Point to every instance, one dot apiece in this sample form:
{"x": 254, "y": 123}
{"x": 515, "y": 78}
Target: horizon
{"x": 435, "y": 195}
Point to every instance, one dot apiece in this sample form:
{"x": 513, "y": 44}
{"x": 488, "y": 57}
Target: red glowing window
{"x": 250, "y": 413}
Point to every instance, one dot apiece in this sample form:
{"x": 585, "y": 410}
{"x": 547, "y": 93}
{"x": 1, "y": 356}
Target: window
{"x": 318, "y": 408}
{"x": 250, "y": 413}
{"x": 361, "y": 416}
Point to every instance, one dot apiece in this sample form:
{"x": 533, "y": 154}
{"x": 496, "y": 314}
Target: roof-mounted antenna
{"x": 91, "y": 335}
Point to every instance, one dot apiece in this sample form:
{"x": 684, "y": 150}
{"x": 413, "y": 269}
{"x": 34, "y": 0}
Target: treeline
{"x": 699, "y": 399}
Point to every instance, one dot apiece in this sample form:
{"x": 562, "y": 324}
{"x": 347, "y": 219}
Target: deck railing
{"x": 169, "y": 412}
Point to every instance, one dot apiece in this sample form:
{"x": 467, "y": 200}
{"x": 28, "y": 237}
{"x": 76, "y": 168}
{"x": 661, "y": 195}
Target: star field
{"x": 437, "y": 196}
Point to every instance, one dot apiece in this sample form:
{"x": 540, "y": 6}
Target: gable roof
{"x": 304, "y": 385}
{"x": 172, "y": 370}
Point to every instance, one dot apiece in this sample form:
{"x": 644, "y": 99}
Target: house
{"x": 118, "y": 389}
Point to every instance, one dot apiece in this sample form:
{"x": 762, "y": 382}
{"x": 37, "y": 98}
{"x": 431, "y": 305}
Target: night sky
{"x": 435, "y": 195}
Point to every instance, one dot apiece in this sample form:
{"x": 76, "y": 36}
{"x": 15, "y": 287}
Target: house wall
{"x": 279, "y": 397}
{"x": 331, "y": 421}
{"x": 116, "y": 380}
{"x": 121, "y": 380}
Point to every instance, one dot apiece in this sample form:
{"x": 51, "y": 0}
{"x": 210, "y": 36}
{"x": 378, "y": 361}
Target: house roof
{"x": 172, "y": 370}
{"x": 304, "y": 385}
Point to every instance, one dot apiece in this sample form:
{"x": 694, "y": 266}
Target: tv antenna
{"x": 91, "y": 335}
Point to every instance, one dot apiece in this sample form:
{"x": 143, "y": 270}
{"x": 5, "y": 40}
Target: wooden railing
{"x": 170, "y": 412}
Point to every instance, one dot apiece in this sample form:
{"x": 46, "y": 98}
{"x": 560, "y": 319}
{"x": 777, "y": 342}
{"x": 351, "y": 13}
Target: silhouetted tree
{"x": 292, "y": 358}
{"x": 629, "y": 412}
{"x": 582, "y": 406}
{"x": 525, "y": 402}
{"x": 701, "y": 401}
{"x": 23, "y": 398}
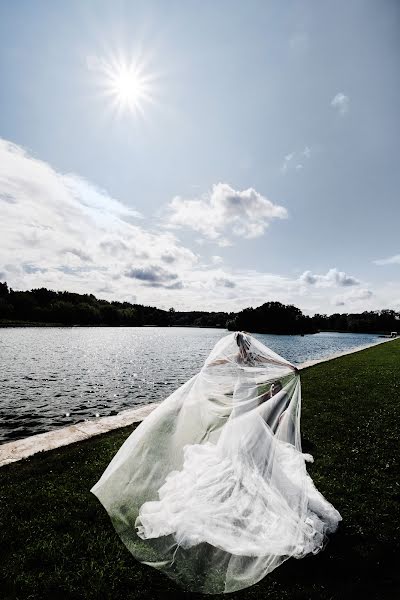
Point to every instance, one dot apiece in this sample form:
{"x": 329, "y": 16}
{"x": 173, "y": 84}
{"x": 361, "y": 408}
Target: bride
{"x": 212, "y": 487}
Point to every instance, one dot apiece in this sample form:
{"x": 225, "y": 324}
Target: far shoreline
{"x": 23, "y": 448}
{"x": 33, "y": 325}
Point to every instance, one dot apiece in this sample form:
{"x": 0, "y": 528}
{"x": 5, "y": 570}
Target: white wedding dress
{"x": 212, "y": 487}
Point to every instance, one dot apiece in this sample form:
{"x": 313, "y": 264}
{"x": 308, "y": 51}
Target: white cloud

────────────────────

--- Work task ---
Print all the material above exactly, and drop the images.

--- Solution ---
Point to every instance, one dot apiece in this sample form:
{"x": 254, "y": 123}
{"x": 515, "y": 78}
Target: horizon
{"x": 435, "y": 195}
Point to every instance, one dot apiece in this sample form:
{"x": 513, "y": 44}
{"x": 488, "y": 57}
Target: red glowing window
{"x": 250, "y": 413}
Point to every instance, one dot apiece in this sample form:
{"x": 585, "y": 410}
{"x": 547, "y": 93}
{"x": 1, "y": 356}
Target: window
{"x": 318, "y": 408}
{"x": 250, "y": 413}
{"x": 361, "y": 416}
Point to every instance, one dot apiece in this sample form:
{"x": 533, "y": 154}
{"x": 496, "y": 314}
Target: roof-mounted antenna
{"x": 91, "y": 335}
Point to every instance, one dot apiece in this sample form:
{"x": 684, "y": 150}
{"x": 413, "y": 269}
{"x": 34, "y": 0}
Target: treeline
{"x": 699, "y": 399}
Point to every instance, one dot apiece in this sample form:
{"x": 562, "y": 324}
{"x": 347, "y": 219}
Target: deck railing
{"x": 169, "y": 412}
Point to every instance, one dot apiece in this sample form:
{"x": 467, "y": 200}
{"x": 28, "y": 237}
{"x": 76, "y": 168}
{"x": 661, "y": 195}
Target: star field
{"x": 437, "y": 196}
Point to every instance, one dot apiece in this sample form:
{"x": 540, "y": 6}
Target: gable roof
{"x": 304, "y": 385}
{"x": 172, "y": 370}
Point to every instance, one dot apiece in this sample form:
{"x": 644, "y": 99}
Target: house
{"x": 118, "y": 389}
Point to every instance, one dot apiece in this sample form:
{"x": 762, "y": 382}
{"x": 37, "y": 98}
{"x": 431, "y": 305}
Target: night sky
{"x": 435, "y": 195}
Point to every instance, one dot apiece in this sample form:
{"x": 76, "y": 36}
{"x": 15, "y": 287}
Target: house wall
{"x": 279, "y": 397}
{"x": 331, "y": 421}
{"x": 116, "y": 380}
{"x": 121, "y": 380}
Point to every instance, one dot apiece in this sample form:
{"x": 51, "y": 0}
{"x": 210, "y": 36}
{"x": 378, "y": 361}
Target: house roof
{"x": 172, "y": 370}
{"x": 304, "y": 385}
Point to every instance, one dot apiece in this sample form:
{"x": 694, "y": 266}
Target: tv antenna
{"x": 91, "y": 335}
Point to every instance, one dot apiece in this sample form:
{"x": 143, "y": 270}
{"x": 5, "y": 40}
Target: wooden railing
{"x": 170, "y": 412}
Point to every instance, one dot apiece in this sample form:
{"x": 46, "y": 98}
{"x": 560, "y": 319}
{"x": 777, "y": 342}
{"x": 351, "y": 13}
Target: silhouetted tree
{"x": 292, "y": 358}
{"x": 629, "y": 412}
{"x": 582, "y": 406}
{"x": 525, "y": 402}
{"x": 701, "y": 401}
{"x": 23, "y": 398}
Point to every instance, one dot apiece in this sample form:
{"x": 329, "y": 16}
{"x": 173, "y": 84}
{"x": 361, "y": 408}
Target: bride
{"x": 212, "y": 487}
Point to every instance, one dot apiece in this sample form:
{"x": 225, "y": 324}
Target: far shoreline
{"x": 23, "y": 448}
{"x": 33, "y": 325}
Point to every instance, one dot apiece in this sample form:
{"x": 0, "y": 528}
{"x": 5, "y": 570}
Target: white wedding dress
{"x": 212, "y": 487}
Point to every instance, one dot apiece in this sample form:
{"x": 313, "y": 264}
{"x": 308, "y": 51}
Target: white cloud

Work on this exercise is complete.